▶ Task item:
Each entry that follows should be retyped exactly.

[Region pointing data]
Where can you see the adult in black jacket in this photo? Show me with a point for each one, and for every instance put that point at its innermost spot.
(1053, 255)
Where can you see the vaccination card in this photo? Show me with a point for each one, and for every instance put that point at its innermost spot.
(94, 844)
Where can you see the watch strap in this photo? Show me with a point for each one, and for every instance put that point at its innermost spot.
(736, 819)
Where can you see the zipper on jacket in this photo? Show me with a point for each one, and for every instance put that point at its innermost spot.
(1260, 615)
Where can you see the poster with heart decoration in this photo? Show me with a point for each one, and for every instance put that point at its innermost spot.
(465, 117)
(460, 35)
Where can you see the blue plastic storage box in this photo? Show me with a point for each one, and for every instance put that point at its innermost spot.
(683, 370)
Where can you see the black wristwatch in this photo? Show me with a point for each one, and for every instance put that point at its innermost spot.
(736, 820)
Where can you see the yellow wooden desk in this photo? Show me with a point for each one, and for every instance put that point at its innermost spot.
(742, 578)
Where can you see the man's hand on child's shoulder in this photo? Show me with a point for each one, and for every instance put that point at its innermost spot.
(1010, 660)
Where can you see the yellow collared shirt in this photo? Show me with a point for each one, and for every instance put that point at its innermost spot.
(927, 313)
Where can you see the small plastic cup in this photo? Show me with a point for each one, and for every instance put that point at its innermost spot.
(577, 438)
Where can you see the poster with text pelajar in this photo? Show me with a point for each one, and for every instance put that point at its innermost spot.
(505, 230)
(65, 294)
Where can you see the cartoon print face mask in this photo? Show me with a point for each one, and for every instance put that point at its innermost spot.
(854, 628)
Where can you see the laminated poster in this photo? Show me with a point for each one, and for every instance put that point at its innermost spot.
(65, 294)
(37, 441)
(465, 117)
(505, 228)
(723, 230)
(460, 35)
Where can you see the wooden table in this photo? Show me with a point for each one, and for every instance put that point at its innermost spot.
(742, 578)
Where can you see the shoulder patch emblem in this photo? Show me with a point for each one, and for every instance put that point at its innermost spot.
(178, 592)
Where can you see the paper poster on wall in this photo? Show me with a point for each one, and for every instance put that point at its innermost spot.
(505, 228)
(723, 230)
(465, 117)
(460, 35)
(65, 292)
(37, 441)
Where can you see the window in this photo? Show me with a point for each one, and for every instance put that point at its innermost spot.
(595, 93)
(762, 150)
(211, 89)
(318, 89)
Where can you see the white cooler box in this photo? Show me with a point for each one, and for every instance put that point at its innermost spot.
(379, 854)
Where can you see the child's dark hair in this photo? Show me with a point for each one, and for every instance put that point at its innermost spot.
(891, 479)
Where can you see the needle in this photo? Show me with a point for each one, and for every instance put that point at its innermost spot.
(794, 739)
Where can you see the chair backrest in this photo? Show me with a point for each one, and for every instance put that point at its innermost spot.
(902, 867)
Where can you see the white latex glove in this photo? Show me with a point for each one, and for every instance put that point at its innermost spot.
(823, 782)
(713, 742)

▶ Finished task:
Where can you see the adult in black jacket in this photo? Show me with a point for each one, and for every instance put that point at its innermost spot.
(1053, 255)
Where can you see the vaccination card in this photo? Show me with a point for each one, and for every instance put that point at its innermost spot.
(94, 844)
Where can you see the watch strap in this photo? Show me with a point for each one, and for every instance put that point at its innermost spot.
(736, 819)
Where can you see the zipper on jacket in this photo? Show me with a point for each one, and for every instance put that point at its innermost spot.
(1260, 615)
Where can you see the poster with heart decoration in this photo? Show me with a point for each one, and for every instance put that point at its innermost spot.
(465, 117)
(460, 35)
Where can you see the blue plastic storage box in this photo? Show me with a point for each one, and for every instance put that point at its innermost spot.
(683, 370)
Where can you see the black wristwatch in this photo? Show me with a point for each one, and for every instance put that point at its innermost spot.
(736, 820)
Where can you see the yellow wooden desk in this photo? Show me with a point for each one, and for every instance put that point at its innermost spot.
(742, 578)
Where can you see the man's hand on child's shoulder in this photo? Show me with a point for each one, and for every instance put that point at its innermost spot.
(1010, 660)
Where can you see the yellow collared shirt in this photo? Show me with a point for each one, and for every instance put that point at its innermost spot.
(927, 313)
Where can you see the small plastic cup in this photo? Show me with a point for each one, and for every instance put that point at its innermost spot.
(577, 438)
Where can you see the poster with text pelajar in this photo? Show me with a point for each one, and for every instance put that point at its innermost spot.
(505, 230)
(65, 294)
Where can you see the cartoon print face mask in this photo? Show me with a point for each one, and for every instance put that point at its innermost spot.
(854, 628)
Where can you see the laminated poster in this photo? Show me with a point for each one, and for every instance put that point at its innermost spot.
(65, 294)
(37, 441)
(465, 117)
(505, 228)
(723, 230)
(460, 35)
Where can you see the wooden table in this photo? Show me with a point for each one, and for every instance put that point at its innermost spot.
(742, 578)
Where can you see the shoulder patch emblem in this photo? Show me with a point for each one, and for every instance put that point at its innermost spot.
(178, 592)
Where can you see the paper poster on wall in this photo? Show me with a point for each one, and for every instance put that point at its innermost spot.
(505, 228)
(723, 230)
(465, 117)
(460, 35)
(65, 292)
(37, 441)
Where can you see the window in this photo? Show me with a point for each one, and for every instance put that point at its innermost spot.
(595, 93)
(762, 150)
(211, 89)
(318, 89)
Where can you see the white cooler box in this photo? Show me with a point for each one, and for every instance put that point at its innermost spot.
(379, 854)
Where can you see the child's dark hair in this photo? Show me with a point for each one, and for every instance put that point at its innermost spot.
(891, 479)
Where can you see the needle in this photo? Show me with a point for each one, and for every instance put that point at its innermost spot.
(794, 739)
Where can you see the chair backrest in this photo? Show me with a point for each one, and for every instance put that point at its innermost spot.
(902, 867)
Where can you see the white latex glove in this photo? Show me with a point for each one, and for every instance put that point at its innermost spot.
(823, 782)
(713, 742)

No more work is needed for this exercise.